Małopolska kurator oświaty domaga się ukarania przewodniczącego rady miasta. Chodzi o sposób zwołania nadzwyczajnej sesji w sprawie przyjęcia rezolucji potępiającej reformę edukacji.
Wcześniej w tej samej sprawie radni PiS złożyli wniosek o odwołanie Bogusława Kośmidera z funkcji przewodniczącego rady miasta, ale na wczorajszej sesji wycofali go z porządku obrad.
Sprawa dotyczy sposobu zwołania nadzwyczajnej sesji, która odbyła się 14 grudnia ubiegłego roku. W czasie jej trwania radni, głosami PO, przyjęli rezolucję, w której zaapelowali do minister edukacji o odstąpienie w tym roku od reformy oświaty i przeprowadzenie szerokich konsultacji społecznych oraz o przeanalizowanie kosztów zmian. Zdaniem radnych PiS termin sesji nie został wcześniej uzgodniony z kurator oświaty, przez co musiała ona zrezygnować z zaplanowanych obowiązków. Nie spodobało im się również to, że mail z informacją o sesji został przesłany do szkół, co spowodowało obecność dyrektorów i atmosferę nagonki skierowanej przeciwko rządowi.

• [Polecenia]:
**a)** Przepisz fragment tekstu o sesji rady miasta, zaczynając od słów "Małopolska kurator oświaty", a kończąc na "potępiającej reformę edukacji.", i zamień w nim "przewodniczącego rady miasta" na "szefa rady miasta".
**b)** Dopisz dalszy ciąg tekstu o sesji rady miasta od miejsca, w którym się kończy.
Wiersze danych nie mają z tym nic wspólnego.

• [Wycinki danych]:
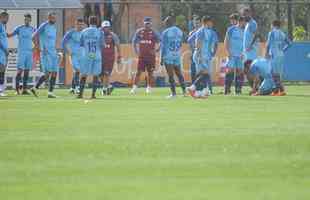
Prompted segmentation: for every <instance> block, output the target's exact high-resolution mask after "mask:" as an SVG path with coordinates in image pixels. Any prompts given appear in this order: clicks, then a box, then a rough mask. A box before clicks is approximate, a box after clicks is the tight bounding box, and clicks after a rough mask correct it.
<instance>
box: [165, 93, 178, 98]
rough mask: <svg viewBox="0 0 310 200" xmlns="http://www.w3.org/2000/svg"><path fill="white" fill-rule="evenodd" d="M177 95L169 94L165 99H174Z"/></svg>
mask: <svg viewBox="0 0 310 200" xmlns="http://www.w3.org/2000/svg"><path fill="white" fill-rule="evenodd" d="M176 98H177V95H176V94H170V95H168V96H166V99H176Z"/></svg>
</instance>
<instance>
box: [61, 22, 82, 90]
mask: <svg viewBox="0 0 310 200" xmlns="http://www.w3.org/2000/svg"><path fill="white" fill-rule="evenodd" d="M83 28H84V20H83V19H82V18H78V19H77V20H76V21H75V28H74V29H72V30H69V31H68V32H67V33H66V34H65V36H64V38H63V40H62V47H63V49H64V50H65V52H66V53H67V54H68V56H69V57H70V58H71V59H70V60H71V65H72V67H73V77H72V85H71V89H70V93H72V94H74V93H76V94H78V93H79V90H80V68H81V65H82V52H83V48H82V47H81V34H82V30H83Z"/></svg>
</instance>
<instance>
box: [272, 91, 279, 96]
mask: <svg viewBox="0 0 310 200" xmlns="http://www.w3.org/2000/svg"><path fill="white" fill-rule="evenodd" d="M278 94H279V92H278V91H274V92H272V93H271V96H274V97H275V96H279V95H278Z"/></svg>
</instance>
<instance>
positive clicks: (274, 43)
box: [266, 20, 290, 96]
mask: <svg viewBox="0 0 310 200" xmlns="http://www.w3.org/2000/svg"><path fill="white" fill-rule="evenodd" d="M280 28H281V22H280V21H279V20H275V21H273V22H272V30H271V32H269V34H268V40H267V52H266V56H267V57H268V58H271V66H272V73H273V79H274V81H275V84H276V91H275V92H274V93H273V95H274V96H283V95H285V92H284V86H283V84H282V81H281V75H282V73H283V65H284V63H283V61H284V50H285V49H286V48H287V47H288V46H289V44H290V41H289V39H288V37H287V35H286V34H285V33H284V32H283V31H282V30H281V29H280Z"/></svg>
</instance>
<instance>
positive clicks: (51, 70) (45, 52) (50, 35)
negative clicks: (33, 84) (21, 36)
mask: <svg viewBox="0 0 310 200" xmlns="http://www.w3.org/2000/svg"><path fill="white" fill-rule="evenodd" d="M55 23H56V14H55V13H53V12H52V13H49V14H48V21H46V22H43V23H42V24H41V25H40V26H39V28H38V30H36V32H35V33H34V34H33V36H32V40H33V42H34V45H35V48H36V49H39V51H40V54H41V65H42V69H43V72H44V75H42V76H41V77H40V79H39V80H38V82H37V83H36V85H35V87H33V88H32V89H31V90H30V91H31V92H32V94H33V95H34V96H36V97H38V96H37V89H39V87H40V86H41V85H42V84H43V83H44V81H46V80H48V79H49V88H48V98H56V96H55V95H54V93H53V90H54V87H55V84H56V78H57V73H58V68H59V63H58V56H57V51H56V38H57V30H56V25H55Z"/></svg>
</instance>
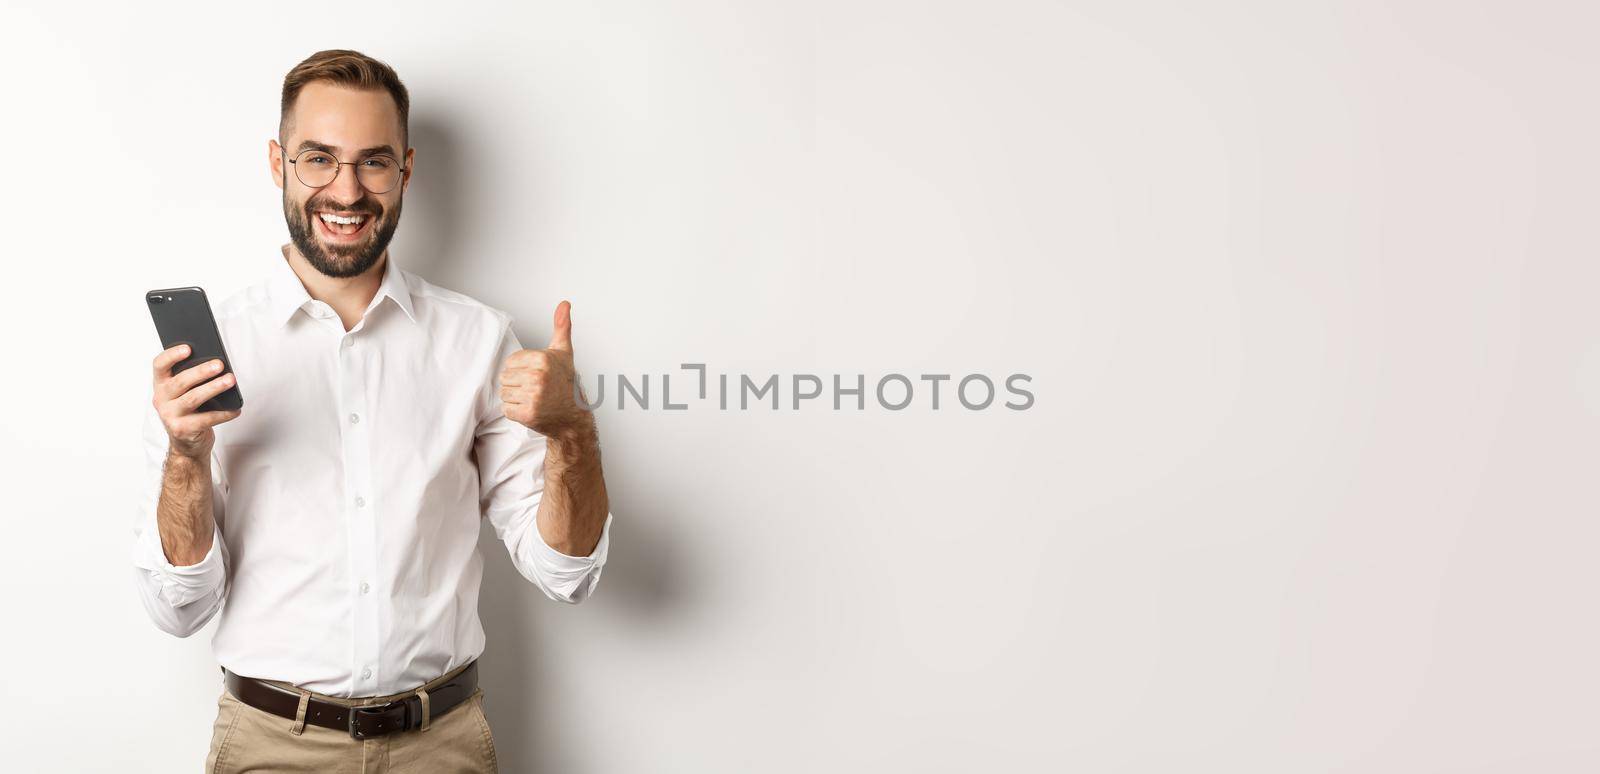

• [Odpowiedzi do zadań]:
**a)**
Małopolska kurator oświaty domaga się ukarania szefa rady miasta. Chodzi o sposób zwołania nadzwyczajnej sesji w sprawie przyjęcia rezolucji potępiającej reformę edukacji.

**b)**
W rozmowie z nami Bogusław Kośmider, który od 6 lat pełni funkcję przewodniczącego rady miasta, podkreśla, że nadzwyczajna sesja została zwołana na wniosek grupy radnych, a najbliższym wolnym terminem był właśnie 14 grudnia. – Wcześniej zawiadomiłem telefonicznie panią kurator, która przyznała, że w tym dniu ma już zaplanowane inne zajęcia. Poprosiłem jednak, by jeśli nie uda jej się przyjść, przysłała kogoś w zastępstwie (ostatecznie kurator pojawiła się na sesji - red.). O spotkaniu zostali też zawiadomieni wszyscy radni, pan prezydent, a także wydział edukacji, do którego skierowałem maila w tej sprawie z prośbą o rozesłanie do dyrektorów szkół, bo przecież sprawa ich również dotyczy – tłumaczy przewodniczący Kośmider.
Problem w tym, że do maila dołączył treść projektu rezolucji potępiającej reformę edukacji. – Wówczas nie widziałem w tym nic złego, a gdyby urzędnicy z wydziału edukacji uznali, że nie można tego przesłać do szkół, to by tego nie zrobili – tłumaczy Kośmider.
Dziś patrzy na sprawę już nieco inaczej. – Być może była to niezręczność i teraz pewnie inaczej bym to rozegrał, bo jak widać uderzyłem w czułą strunę – mówi przewodniczący.
Na wczorajszej sesji radni PiS wycofali z porządku obrad wniosek o odwołanie przewodniczącego. To jednak nie koniec jego kłopotów. Barbara Nowak, małopolska kurator oświaty domaga się bowiem jego ukarania przez komisję dyscyplinarną RM. Wysłała już w tej sprawie wniosek do przewodniczącej komisji.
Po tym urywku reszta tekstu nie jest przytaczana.